**Task instructions:** Exactly the lines from the one with "the woman's left" through the last line of the listing must be given again.

________________________

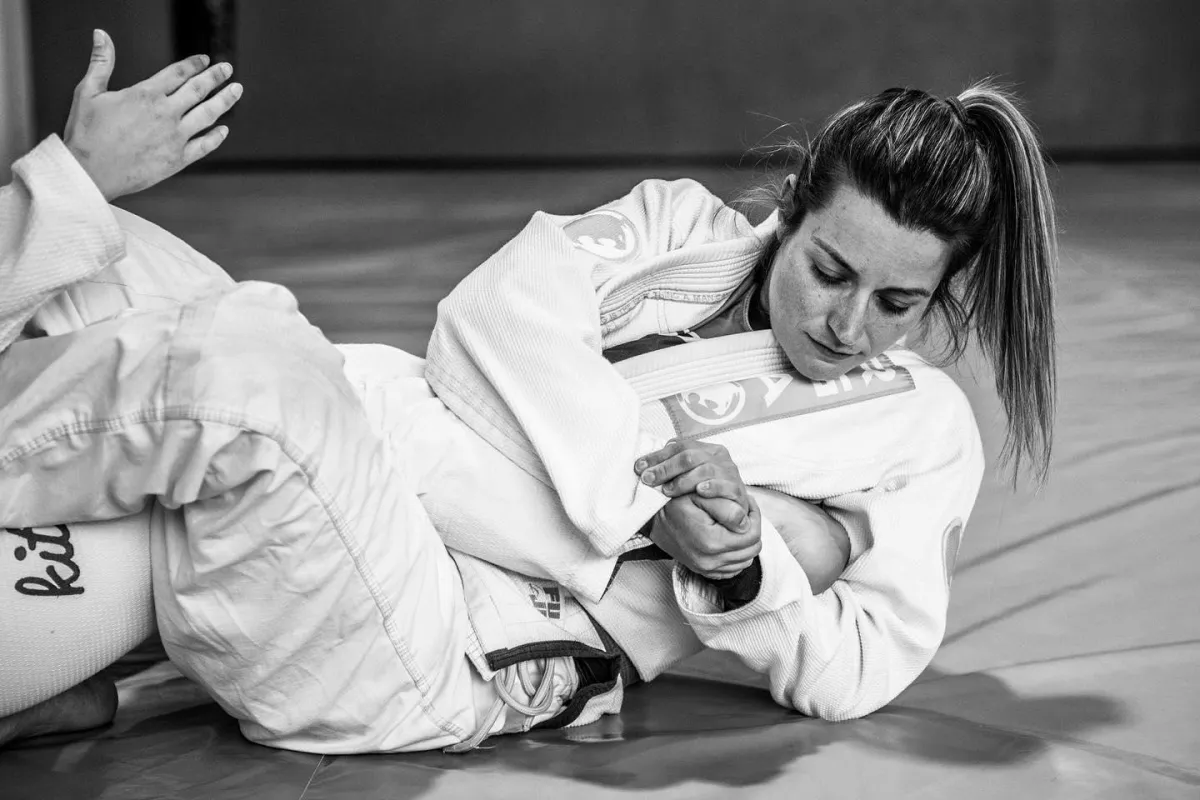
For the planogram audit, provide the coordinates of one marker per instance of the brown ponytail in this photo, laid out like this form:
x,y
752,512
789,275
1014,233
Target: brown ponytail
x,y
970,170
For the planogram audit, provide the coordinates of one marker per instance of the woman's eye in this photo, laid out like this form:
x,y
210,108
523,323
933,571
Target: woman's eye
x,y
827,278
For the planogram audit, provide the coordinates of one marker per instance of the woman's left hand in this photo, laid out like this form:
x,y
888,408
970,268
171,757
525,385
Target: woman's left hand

________________________

**Answer for this exercise:**
For the planogram audit, provide the coordinates of one marker per instance of the woman's left hand in this photo, laid out like this form:
x,y
888,408
970,268
171,757
525,385
Target: woman's left hand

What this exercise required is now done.